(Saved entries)
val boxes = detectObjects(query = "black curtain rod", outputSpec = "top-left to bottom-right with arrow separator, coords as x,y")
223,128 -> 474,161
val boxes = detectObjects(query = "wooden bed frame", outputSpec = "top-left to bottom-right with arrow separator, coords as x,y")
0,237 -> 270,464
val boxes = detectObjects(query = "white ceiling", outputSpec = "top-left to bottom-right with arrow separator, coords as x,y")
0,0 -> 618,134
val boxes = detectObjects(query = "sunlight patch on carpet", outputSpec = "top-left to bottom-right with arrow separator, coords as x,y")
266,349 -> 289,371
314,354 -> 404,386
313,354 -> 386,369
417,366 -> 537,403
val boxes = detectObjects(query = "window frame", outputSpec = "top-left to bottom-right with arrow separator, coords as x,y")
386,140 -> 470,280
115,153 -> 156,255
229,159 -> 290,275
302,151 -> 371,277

Task details: Set down each line exactly as it appears in the data.

Answer for the task:
val boxes = detectObjects(query = "black curtain rod", outputSpec = "top-left to bottom-right with arrow separator, coords as x,y")
223,128 -> 474,161
val boxes = detectObjects(query = "wooden bed frame", outputSpec = "top-left to bottom-right with arrow separator, coords as x,y")
0,237 -> 270,464
val boxes = detectObjects(query = "white ceiling", outputSpec = "top-left to bottom-right with arrow separator, coords as x,y")
0,0 -> 618,134
val boxes = detectObjects(query = "sunlight patch on carpet", outputSpec = "top-left to bottom-right with arrow separator, coords as x,y")
266,349 -> 289,371
314,354 -> 404,386
313,354 -> 386,369
417,366 -> 537,403
val boxes = detectObjects(query = "window frame", outputSpec = "top-left to bottom-right with arrow separator, coords as x,y")
386,140 -> 470,280
115,153 -> 156,255
229,159 -> 290,275
302,151 -> 371,277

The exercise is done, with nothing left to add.